=== Material supplied ===
==*==

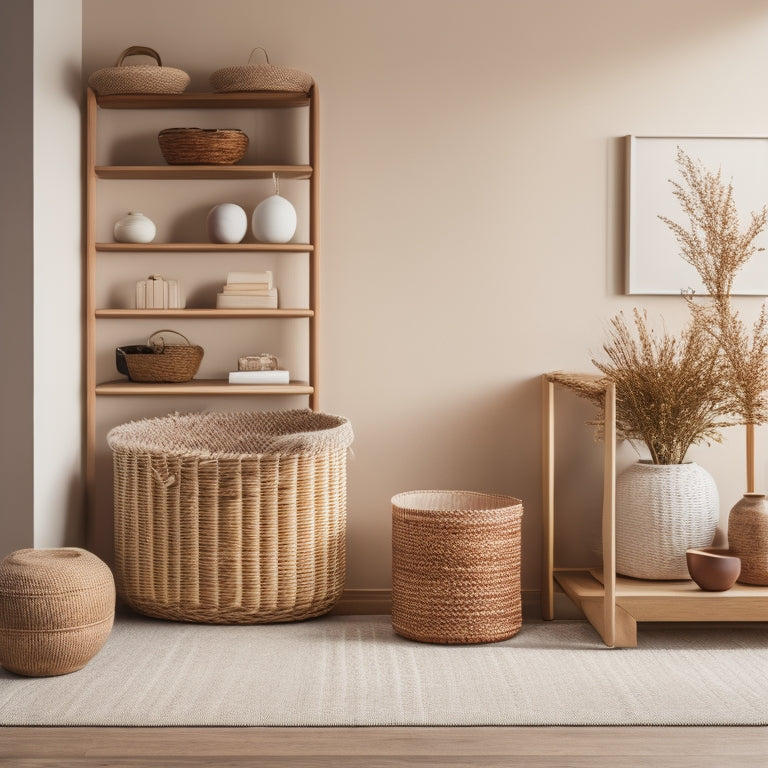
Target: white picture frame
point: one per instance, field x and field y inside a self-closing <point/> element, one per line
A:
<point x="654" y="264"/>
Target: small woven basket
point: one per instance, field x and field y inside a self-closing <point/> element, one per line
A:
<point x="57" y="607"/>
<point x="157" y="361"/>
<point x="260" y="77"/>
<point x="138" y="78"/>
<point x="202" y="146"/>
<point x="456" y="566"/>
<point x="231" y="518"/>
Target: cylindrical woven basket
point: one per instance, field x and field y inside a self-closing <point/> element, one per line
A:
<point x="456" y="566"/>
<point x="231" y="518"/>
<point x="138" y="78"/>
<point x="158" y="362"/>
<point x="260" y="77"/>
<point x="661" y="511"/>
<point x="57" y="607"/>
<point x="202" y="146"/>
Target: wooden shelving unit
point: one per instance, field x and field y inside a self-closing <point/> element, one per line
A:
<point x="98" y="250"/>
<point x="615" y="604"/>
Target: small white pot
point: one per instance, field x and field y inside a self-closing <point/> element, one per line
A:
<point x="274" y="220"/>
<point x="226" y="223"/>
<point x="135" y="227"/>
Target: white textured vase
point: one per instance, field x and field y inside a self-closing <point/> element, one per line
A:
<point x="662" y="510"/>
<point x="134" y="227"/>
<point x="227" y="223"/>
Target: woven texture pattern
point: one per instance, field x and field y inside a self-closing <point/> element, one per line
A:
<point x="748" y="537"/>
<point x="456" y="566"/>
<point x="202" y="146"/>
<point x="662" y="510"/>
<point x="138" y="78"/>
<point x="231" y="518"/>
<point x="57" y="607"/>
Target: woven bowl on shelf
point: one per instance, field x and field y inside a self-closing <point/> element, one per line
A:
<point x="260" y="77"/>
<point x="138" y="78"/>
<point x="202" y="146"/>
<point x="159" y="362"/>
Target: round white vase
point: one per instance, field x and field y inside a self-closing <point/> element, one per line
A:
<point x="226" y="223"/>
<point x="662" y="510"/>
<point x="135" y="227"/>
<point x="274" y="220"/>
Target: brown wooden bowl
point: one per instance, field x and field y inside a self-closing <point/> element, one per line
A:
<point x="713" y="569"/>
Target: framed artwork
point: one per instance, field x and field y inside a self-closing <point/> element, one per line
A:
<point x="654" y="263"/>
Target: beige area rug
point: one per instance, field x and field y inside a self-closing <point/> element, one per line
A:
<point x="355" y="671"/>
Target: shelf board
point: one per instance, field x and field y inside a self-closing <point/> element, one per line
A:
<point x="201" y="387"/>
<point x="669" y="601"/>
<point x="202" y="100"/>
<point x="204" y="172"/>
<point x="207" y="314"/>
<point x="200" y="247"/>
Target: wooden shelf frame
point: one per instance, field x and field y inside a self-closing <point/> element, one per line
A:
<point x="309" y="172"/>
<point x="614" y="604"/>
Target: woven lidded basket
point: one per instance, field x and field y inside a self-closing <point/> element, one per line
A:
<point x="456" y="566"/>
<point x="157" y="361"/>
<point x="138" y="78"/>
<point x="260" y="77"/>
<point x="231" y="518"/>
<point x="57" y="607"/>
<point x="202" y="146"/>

==*==

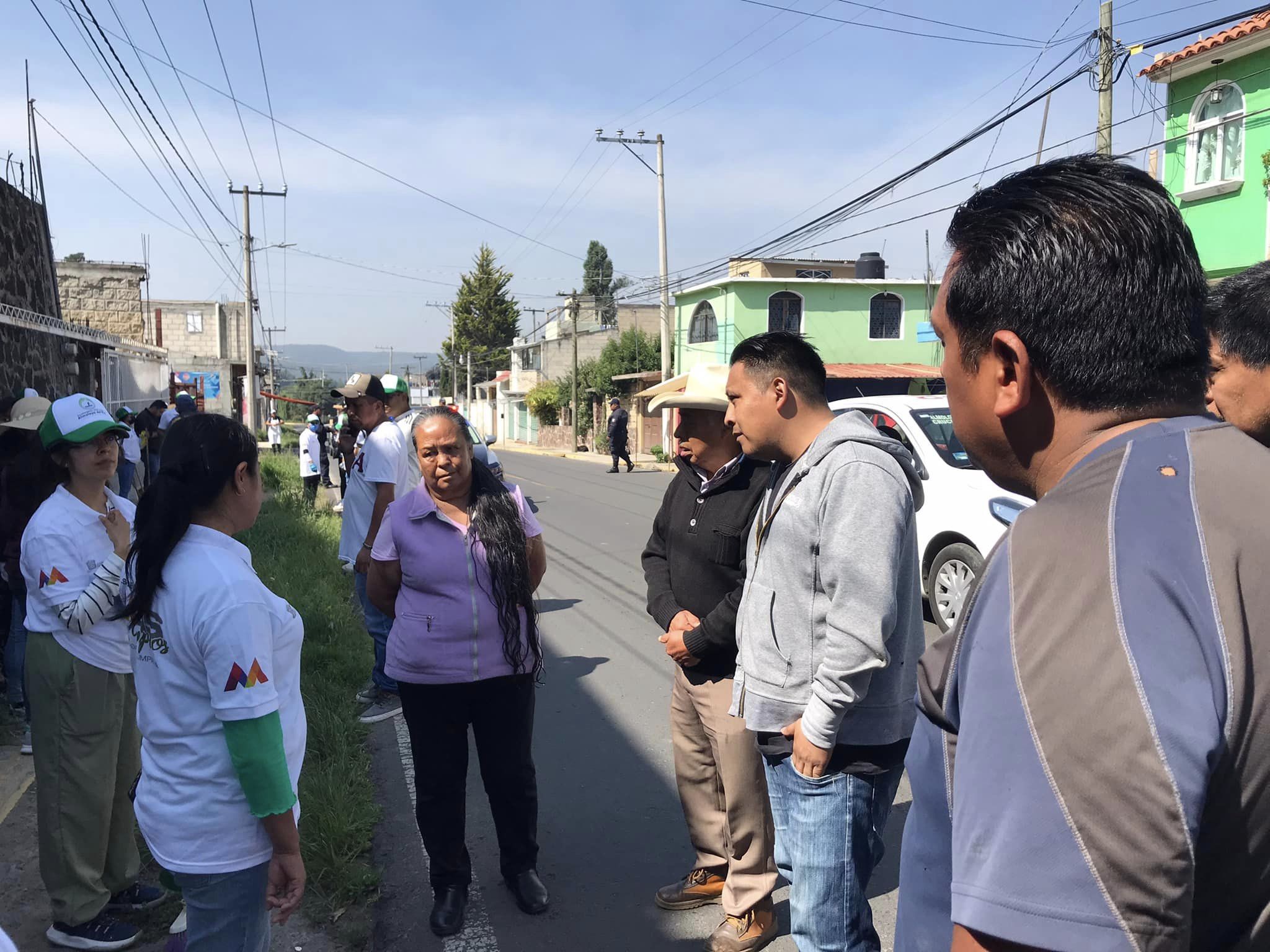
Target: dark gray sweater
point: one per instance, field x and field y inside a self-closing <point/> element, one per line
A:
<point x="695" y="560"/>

==*==

=== Challenge ===
Count the lines of the material above that contain the word "white". Reply with the number alone.

=== Task result ===
4